WHAT YOU HAVE TO DO - Could each entry below be printed again exactly as given?

Top of DATA

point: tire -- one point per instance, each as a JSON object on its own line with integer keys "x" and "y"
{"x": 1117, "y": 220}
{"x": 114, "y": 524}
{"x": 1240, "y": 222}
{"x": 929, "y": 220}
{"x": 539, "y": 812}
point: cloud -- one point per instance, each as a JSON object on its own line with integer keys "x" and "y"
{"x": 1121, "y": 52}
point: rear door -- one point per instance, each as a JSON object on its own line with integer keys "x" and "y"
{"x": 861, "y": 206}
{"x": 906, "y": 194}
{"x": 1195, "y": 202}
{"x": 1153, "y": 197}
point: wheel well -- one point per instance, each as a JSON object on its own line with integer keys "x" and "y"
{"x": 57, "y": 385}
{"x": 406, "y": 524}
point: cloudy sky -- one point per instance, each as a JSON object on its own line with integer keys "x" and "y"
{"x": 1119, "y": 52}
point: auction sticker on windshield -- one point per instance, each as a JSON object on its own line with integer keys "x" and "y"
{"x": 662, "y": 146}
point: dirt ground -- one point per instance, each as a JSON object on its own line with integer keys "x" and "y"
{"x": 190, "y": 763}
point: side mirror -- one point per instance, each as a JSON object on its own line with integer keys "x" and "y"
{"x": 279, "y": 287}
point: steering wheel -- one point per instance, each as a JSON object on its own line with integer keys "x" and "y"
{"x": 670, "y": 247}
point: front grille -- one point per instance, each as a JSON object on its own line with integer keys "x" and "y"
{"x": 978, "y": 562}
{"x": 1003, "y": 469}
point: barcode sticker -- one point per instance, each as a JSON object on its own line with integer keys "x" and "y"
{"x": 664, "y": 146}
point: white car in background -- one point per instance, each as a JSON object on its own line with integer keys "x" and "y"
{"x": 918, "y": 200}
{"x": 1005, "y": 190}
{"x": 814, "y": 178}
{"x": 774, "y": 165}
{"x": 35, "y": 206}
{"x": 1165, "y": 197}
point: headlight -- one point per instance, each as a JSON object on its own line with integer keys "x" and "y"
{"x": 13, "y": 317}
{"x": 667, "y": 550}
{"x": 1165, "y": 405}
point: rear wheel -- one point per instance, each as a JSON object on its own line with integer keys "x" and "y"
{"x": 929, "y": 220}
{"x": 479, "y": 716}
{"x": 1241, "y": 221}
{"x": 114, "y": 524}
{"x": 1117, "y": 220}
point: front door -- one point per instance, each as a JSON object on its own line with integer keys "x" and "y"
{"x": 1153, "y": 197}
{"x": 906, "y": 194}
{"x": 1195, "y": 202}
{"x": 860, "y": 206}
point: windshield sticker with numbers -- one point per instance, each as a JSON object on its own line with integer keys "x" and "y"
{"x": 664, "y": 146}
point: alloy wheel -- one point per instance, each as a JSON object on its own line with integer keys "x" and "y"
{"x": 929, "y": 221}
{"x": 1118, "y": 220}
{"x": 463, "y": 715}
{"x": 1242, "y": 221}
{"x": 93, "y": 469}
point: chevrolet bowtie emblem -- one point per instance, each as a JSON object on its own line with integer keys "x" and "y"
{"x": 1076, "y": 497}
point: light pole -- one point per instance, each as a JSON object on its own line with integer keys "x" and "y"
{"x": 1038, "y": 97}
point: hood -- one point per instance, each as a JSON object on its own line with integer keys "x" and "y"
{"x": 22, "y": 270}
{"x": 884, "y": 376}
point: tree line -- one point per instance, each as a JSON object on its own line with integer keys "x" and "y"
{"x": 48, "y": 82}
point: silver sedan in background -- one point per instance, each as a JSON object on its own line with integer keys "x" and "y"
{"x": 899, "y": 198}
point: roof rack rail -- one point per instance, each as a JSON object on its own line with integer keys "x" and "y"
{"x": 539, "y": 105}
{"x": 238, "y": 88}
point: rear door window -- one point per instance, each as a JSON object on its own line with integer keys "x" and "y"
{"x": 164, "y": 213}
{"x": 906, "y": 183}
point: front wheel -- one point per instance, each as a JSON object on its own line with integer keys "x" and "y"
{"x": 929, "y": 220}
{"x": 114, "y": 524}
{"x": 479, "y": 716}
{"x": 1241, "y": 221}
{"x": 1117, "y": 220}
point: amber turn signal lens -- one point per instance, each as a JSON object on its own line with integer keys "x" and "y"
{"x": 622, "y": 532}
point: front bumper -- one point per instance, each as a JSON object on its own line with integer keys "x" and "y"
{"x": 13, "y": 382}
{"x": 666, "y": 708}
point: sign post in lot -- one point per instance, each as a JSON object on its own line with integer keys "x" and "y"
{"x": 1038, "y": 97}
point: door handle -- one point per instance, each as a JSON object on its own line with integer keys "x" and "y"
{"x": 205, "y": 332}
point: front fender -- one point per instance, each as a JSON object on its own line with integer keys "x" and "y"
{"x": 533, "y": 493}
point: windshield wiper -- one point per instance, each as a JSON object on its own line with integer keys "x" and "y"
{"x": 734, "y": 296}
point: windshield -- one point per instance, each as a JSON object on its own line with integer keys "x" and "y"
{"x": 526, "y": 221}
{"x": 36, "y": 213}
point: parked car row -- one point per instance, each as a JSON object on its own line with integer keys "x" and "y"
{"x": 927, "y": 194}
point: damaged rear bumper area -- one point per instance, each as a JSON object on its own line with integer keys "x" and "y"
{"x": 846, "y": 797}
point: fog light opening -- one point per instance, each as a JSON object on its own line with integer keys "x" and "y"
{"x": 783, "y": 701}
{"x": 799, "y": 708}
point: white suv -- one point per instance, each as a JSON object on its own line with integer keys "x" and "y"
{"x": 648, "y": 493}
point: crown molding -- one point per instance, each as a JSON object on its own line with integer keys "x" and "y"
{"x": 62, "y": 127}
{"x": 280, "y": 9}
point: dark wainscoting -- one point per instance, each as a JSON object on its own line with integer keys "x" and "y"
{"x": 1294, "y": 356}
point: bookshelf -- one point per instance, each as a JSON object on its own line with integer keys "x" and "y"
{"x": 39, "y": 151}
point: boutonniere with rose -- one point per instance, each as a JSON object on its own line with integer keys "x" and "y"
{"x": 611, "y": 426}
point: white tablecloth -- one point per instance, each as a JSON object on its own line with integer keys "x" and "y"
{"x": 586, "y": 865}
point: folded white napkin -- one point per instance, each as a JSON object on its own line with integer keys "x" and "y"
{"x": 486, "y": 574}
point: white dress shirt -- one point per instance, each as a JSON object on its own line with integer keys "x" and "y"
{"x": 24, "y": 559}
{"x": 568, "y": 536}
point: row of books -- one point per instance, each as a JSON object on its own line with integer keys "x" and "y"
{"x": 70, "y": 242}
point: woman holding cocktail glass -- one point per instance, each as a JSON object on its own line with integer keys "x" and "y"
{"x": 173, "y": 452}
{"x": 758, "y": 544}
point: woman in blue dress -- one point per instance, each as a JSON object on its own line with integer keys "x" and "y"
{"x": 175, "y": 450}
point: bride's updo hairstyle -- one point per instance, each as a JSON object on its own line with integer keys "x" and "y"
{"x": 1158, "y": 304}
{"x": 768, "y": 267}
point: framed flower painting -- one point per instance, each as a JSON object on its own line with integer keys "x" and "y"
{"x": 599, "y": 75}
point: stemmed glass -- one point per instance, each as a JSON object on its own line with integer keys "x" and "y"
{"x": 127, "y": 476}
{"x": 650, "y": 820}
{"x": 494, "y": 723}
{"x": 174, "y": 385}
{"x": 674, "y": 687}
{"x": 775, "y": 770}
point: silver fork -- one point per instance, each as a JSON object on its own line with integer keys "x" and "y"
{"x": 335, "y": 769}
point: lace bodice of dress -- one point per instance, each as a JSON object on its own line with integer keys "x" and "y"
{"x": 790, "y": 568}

Bottom of DATA

RESULT OF THIS TASK -
point: tire -- one point per instance, each as a JSON object on its own line with integer keys "x" and "y"
{"x": 1117, "y": 220}
{"x": 114, "y": 524}
{"x": 1240, "y": 222}
{"x": 929, "y": 220}
{"x": 539, "y": 812}
point: cloud -- one point per instance, each as a JSON object on its own line with integer keys "x" and "y"
{"x": 1121, "y": 52}
point: rear door -- one point per instance, each as a JSON object on its own line with integer keys "x" and "y"
{"x": 861, "y": 206}
{"x": 906, "y": 194}
{"x": 1195, "y": 202}
{"x": 1153, "y": 197}
point: wheel well -- one point per instance, each as a JSON object on its own line with integer keys "x" and "y"
{"x": 57, "y": 385}
{"x": 406, "y": 524}
point: cloudy sky -- one point per instance, each as a JSON object on its own line with integer keys "x" and "y"
{"x": 1119, "y": 52}
point: auction sticker on windshield -- one point per instance, each as a JSON object on its own line with integer keys "x" and "y"
{"x": 662, "y": 146}
point: dirt ground -- one point per instance, each as a JSON object on its own line with integer keys "x" and "y"
{"x": 190, "y": 763}
point: side mirror -- one point per instance, each as a JSON object on its own line with integer keys "x" and "y"
{"x": 279, "y": 287}
point: steering wheel -- one point per instance, each as a JSON object on its own line with integer keys "x" and "y"
{"x": 670, "y": 247}
point: front grille -- one point per instance, each as a JSON object on its own line with integer keys "x" and "y"
{"x": 978, "y": 562}
{"x": 1003, "y": 469}
point: barcode sticker -- one point per instance, each as a JSON object on its own line with integer keys "x" and "y"
{"x": 664, "y": 146}
point: white car in background -- one point per instance, each as a JSON object on its own line with integer keys "x" and "y"
{"x": 918, "y": 200}
{"x": 1005, "y": 190}
{"x": 814, "y": 178}
{"x": 774, "y": 165}
{"x": 35, "y": 206}
{"x": 1165, "y": 197}
point: headlight -- one point per instance, each as a JSON object on its own line with integer keys "x" and "y"
{"x": 13, "y": 317}
{"x": 667, "y": 550}
{"x": 1165, "y": 405}
point: rear wheel -- one point per instance, each as a JSON object on its own line with integer keys "x" and "y"
{"x": 929, "y": 220}
{"x": 479, "y": 716}
{"x": 1241, "y": 221}
{"x": 114, "y": 524}
{"x": 1117, "y": 220}
point: front door -- one point per instance, each as a JSON object on its own line with integer keys "x" and "y"
{"x": 1153, "y": 197}
{"x": 906, "y": 194}
{"x": 1195, "y": 202}
{"x": 860, "y": 206}
point: windshield sticker with numbers -- one point per instance, each as a JSON object on its own line with integer keys "x" and "y"
{"x": 664, "y": 146}
point: alloy wheel -- one point per instance, each as a JSON object on its own line with integer keys "x" and "y"
{"x": 929, "y": 221}
{"x": 1118, "y": 220}
{"x": 463, "y": 715}
{"x": 1242, "y": 221}
{"x": 93, "y": 469}
point: chevrolet bowtie emblem -- one point per instance, each as a JSON object on its own line with integer keys "x" and "y"
{"x": 1076, "y": 497}
point: light pole -- one point per instance, each as a JSON object on its own line with integer keys "x" and "y"
{"x": 1038, "y": 97}
point: hood -- one point per instance, each as a JSON object on its own line with integer keys "x" and "y"
{"x": 22, "y": 270}
{"x": 884, "y": 376}
point: tree line -- one point per instance, each as a JSON object on its own line with integer keys "x" and "y"
{"x": 48, "y": 82}
point: silver sedan in background -- one point per instance, each as a JSON object on its own line with integer keys "x" and "y"
{"x": 899, "y": 198}
point: roof rack rail -- one point per instance, each as a JSON object on its own line with integer keys "x" and "y"
{"x": 539, "y": 105}
{"x": 238, "y": 88}
point: rear door window -- one point per instance, each as a JSON object on its own line with integer keys "x" and "y"
{"x": 164, "y": 213}
{"x": 906, "y": 183}
point: front wheel -- one point per instance, each as a JSON object on its own line with integer keys "x" and "y"
{"x": 929, "y": 220}
{"x": 114, "y": 524}
{"x": 479, "y": 716}
{"x": 1241, "y": 221}
{"x": 1117, "y": 220}
point: amber turn signal lens -- one point per instance, each as a JSON object on its own line with integer keys "x" and "y"
{"x": 622, "y": 532}
point: front bumper -- one point per instance, each as a JSON object on its own line with integer keys "x" and "y"
{"x": 13, "y": 382}
{"x": 666, "y": 708}
point: sign post in lot -- one point per instance, each as a JSON object on its own line with integer keys "x" and "y"
{"x": 1038, "y": 97}
point: door handle -- one point per instance, each as a JSON object on its own line with integer keys "x" and "y"
{"x": 205, "y": 332}
point: front fender -- one point per instance, each as a JSON object on its own line with integer keys "x" and "y"
{"x": 533, "y": 493}
point: windshield wiper -- one point per instance, each as a JSON object on its own line with integer keys "x" and "y"
{"x": 734, "y": 296}
point: windshield -- one point per instance, each as a JSON object on its own line with integer keys "x" and "y"
{"x": 526, "y": 221}
{"x": 36, "y": 213}
point: parked car row -- one point per instance, each as a JSON object on its own line with integer keys "x" and "y"
{"x": 927, "y": 194}
point: damaged rear bumper area -- one point per instance, each as a JSON object on its own line with integer keys "x" and "y"
{"x": 846, "y": 797}
point: fog light opening -- one point per instance, each as a JSON object on its own line with integer keys "x" and "y"
{"x": 783, "y": 701}
{"x": 799, "y": 708}
point: white suv -- one point per instance, each as a JSON object on its own line with integer keys "x" and "y"
{"x": 648, "y": 493}
point: crown molding -- one point per instance, each as a JSON object on its own line with integer keys "x" and "y"
{"x": 62, "y": 127}
{"x": 280, "y": 9}
point: dark wainscoting -- one point per instance, each as a JSON object on its own line with integer keys "x" and "y"
{"x": 1294, "y": 356}
point: bookshelf -- one point per instance, each as a JSON object on its own line with integer keys "x" and "y"
{"x": 39, "y": 151}
point: boutonniere with rose -- one point per instance, each as a JSON object on its own line with integer keys "x" and "y"
{"x": 611, "y": 426}
point: white tablecloth -- one point per instance, each as a JSON object on its own line with integer keys "x" and "y"
{"x": 586, "y": 865}
point: folded white napkin -- one point per instance, each as a JSON object on its own line with integer keys "x" and "y"
{"x": 486, "y": 574}
point: white dress shirt -- one point per instance, each as a JSON object on its own line with integer keys "x" and "y"
{"x": 24, "y": 559}
{"x": 568, "y": 536}
point: row of books -- one point per instance, each as a JSON object on its own line with integer keys "x" and "y"
{"x": 70, "y": 242}
point: woman holding cocktail glass -- one point per instance, each as a JSON object on its own line with integer keys "x" and "y"
{"x": 173, "y": 452}
{"x": 758, "y": 544}
point: woman in blue dress -- one point per instance, each as a JSON object on its own line with integer keys "x" and "y"
{"x": 175, "y": 450}
point: bride's updo hairstyle -- one point per instance, each as a JSON object on its own line with integer keys "x" and "y"
{"x": 1158, "y": 304}
{"x": 768, "y": 267}
point: framed flower painting -- one point per instance, each as a JSON object on its own line with integer keys "x" and "y"
{"x": 599, "y": 75}
point: stemmed glass -- one point per instance, each as a JSON object on its own line with integer keys "x" and "y"
{"x": 127, "y": 476}
{"x": 650, "y": 820}
{"x": 494, "y": 723}
{"x": 174, "y": 385}
{"x": 674, "y": 687}
{"x": 775, "y": 770}
point: silver fork -- one point per instance, each as a JSON object on its own line with integer keys "x" and "y"
{"x": 335, "y": 769}
point: lace bodice of dress -- one point per instance, each as a JSON object on its own line with integer keys "x" and "y"
{"x": 790, "y": 568}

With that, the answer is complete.